**EXTRACT:**
- - - - -

Castles kicked it all off for me – ‘all’ being the lifelong interest in history, leading ultimately to a career teaching it and a second career writing about it. A visit to Pembroke Castle when I was five years old proved to be the catalyst, and a year or so later, when my parents and I were on a guided tour going round Hartlebury ‘Castle’, the palace of the bishops of Worcester, I apparently gave them one of those ‘wishing the earth would open and swallow them up’ moments when my precocious younger self protested loudly within earshot of the guide, ‘This isn’t a real castle!’. My passion for castles is reflected in Gentleman Captain – although it’s set long after their heyday, I was determined to have a castle at the heart of the action, hence the central role played by ‘Ardverran Castle’, an amalgam of various castles on the west coast of Scotland, including Duart, Mingary, Tioram and Ardvreck.

- - - - -

**PROVIDED INFORMATION:**
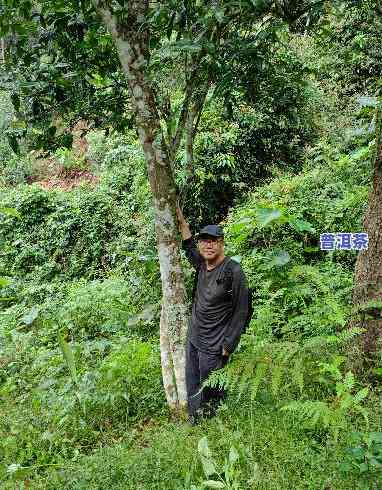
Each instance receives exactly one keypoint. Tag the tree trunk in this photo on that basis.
(130, 36)
(368, 271)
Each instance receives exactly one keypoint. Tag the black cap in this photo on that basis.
(211, 230)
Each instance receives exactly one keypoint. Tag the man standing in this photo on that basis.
(219, 313)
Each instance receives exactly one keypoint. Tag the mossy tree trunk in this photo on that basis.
(131, 36)
(367, 295)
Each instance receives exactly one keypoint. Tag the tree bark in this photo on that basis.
(130, 36)
(368, 271)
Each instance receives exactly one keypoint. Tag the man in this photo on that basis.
(219, 313)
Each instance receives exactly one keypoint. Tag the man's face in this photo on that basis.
(210, 247)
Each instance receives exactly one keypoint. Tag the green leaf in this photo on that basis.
(68, 356)
(3, 282)
(31, 316)
(236, 258)
(18, 472)
(267, 215)
(203, 448)
(213, 484)
(10, 212)
(301, 225)
(233, 455)
(278, 259)
(208, 466)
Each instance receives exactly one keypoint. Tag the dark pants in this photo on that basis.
(198, 366)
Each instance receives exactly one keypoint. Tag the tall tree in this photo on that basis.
(367, 295)
(194, 32)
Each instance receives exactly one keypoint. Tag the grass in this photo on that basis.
(275, 453)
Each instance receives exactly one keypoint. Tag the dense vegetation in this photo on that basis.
(284, 152)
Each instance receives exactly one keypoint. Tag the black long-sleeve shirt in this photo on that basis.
(220, 305)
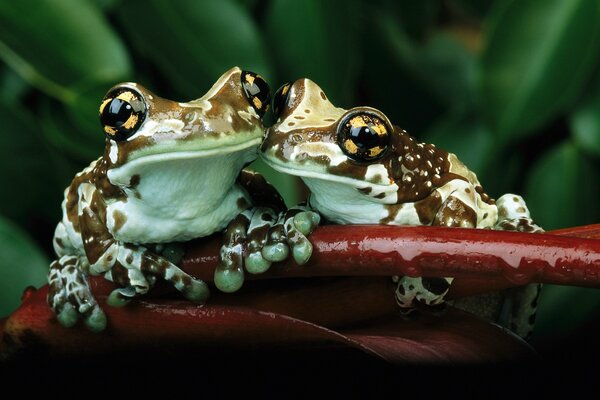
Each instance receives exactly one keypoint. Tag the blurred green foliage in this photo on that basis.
(512, 87)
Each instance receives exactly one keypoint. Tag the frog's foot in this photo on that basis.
(429, 292)
(513, 215)
(70, 297)
(290, 232)
(137, 270)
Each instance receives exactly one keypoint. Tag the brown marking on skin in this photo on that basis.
(261, 192)
(428, 207)
(120, 220)
(455, 213)
(120, 275)
(393, 210)
(484, 196)
(134, 181)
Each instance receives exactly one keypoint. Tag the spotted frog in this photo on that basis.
(361, 169)
(170, 172)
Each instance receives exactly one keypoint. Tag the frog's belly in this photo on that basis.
(135, 222)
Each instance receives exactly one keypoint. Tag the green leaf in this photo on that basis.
(466, 136)
(320, 41)
(193, 42)
(538, 56)
(585, 122)
(562, 189)
(58, 45)
(563, 310)
(22, 264)
(416, 83)
(27, 169)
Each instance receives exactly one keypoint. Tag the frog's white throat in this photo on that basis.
(185, 187)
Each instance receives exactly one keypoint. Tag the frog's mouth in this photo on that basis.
(231, 159)
(364, 186)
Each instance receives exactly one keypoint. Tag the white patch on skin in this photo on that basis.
(180, 200)
(316, 149)
(320, 109)
(512, 206)
(342, 204)
(113, 154)
(377, 169)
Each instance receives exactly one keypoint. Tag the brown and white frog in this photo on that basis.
(361, 169)
(170, 172)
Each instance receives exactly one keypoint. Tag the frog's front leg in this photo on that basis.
(258, 237)
(456, 211)
(69, 294)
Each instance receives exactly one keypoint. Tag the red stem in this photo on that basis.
(482, 259)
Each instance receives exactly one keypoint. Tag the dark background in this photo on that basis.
(512, 87)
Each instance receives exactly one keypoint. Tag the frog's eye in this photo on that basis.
(122, 112)
(280, 100)
(364, 134)
(257, 91)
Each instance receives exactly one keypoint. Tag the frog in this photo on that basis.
(170, 172)
(362, 169)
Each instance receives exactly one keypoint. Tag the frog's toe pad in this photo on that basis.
(275, 252)
(427, 291)
(302, 251)
(229, 280)
(197, 291)
(96, 321)
(306, 221)
(68, 316)
(256, 263)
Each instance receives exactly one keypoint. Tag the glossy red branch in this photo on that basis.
(483, 260)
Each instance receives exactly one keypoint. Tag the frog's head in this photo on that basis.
(143, 130)
(317, 141)
(142, 127)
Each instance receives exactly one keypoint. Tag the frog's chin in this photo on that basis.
(376, 192)
(244, 152)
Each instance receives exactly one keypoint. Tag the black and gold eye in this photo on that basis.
(257, 91)
(122, 112)
(280, 99)
(363, 134)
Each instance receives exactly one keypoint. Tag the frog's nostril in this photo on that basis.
(257, 91)
(281, 99)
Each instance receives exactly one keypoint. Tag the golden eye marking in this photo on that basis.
(131, 121)
(104, 103)
(379, 128)
(126, 96)
(375, 151)
(350, 146)
(357, 122)
(257, 102)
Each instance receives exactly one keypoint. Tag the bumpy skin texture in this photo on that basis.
(170, 172)
(361, 169)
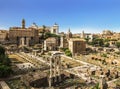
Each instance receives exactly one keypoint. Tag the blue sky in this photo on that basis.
(88, 15)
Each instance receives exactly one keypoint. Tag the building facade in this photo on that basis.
(23, 36)
(77, 46)
(51, 44)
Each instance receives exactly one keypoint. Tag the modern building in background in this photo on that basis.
(77, 46)
(23, 36)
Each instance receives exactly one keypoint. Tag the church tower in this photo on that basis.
(55, 29)
(83, 35)
(23, 23)
(69, 34)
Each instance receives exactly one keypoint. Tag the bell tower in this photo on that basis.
(23, 23)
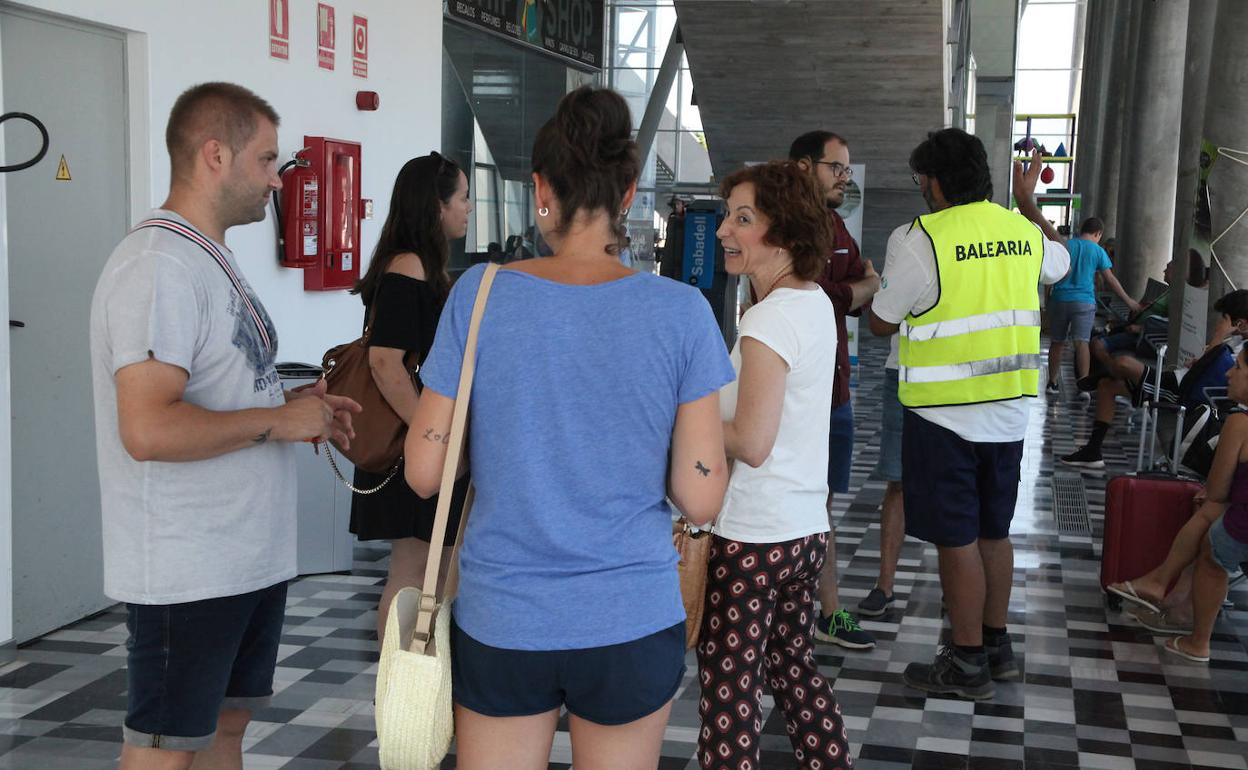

- - - - -

**SET EXERCISE:**
Carry on the passage about how castles sparked a lifelong interest in history, picking up after its final sentence.

**RESULT OF THIS EXERCISE:**
So for the next three weeks, I’ll give you a personal selection of twenty favourite castles. This list is entirely subjective, is drawn only from the ‘back catalogue’ of ones I’ve visited over the years, and deliberately omits many rather more famous ones, such as the Tower of London, Dover, Windsor, Edinburgh, and Edward I’s mighty castles in north Wales, the likes of Harlech, Conwy, Beaumaris and Caernarfon. (My attitude to the latter is fairly ambivalent in any case, as readers of my new book Britannia’s Dragon will discover!) The list is also in no particular order of preference. However, I do have a couple of joint favourites on my all-time list, so I’ll lead up to those at the end of the third post; but first, the one that started it all off.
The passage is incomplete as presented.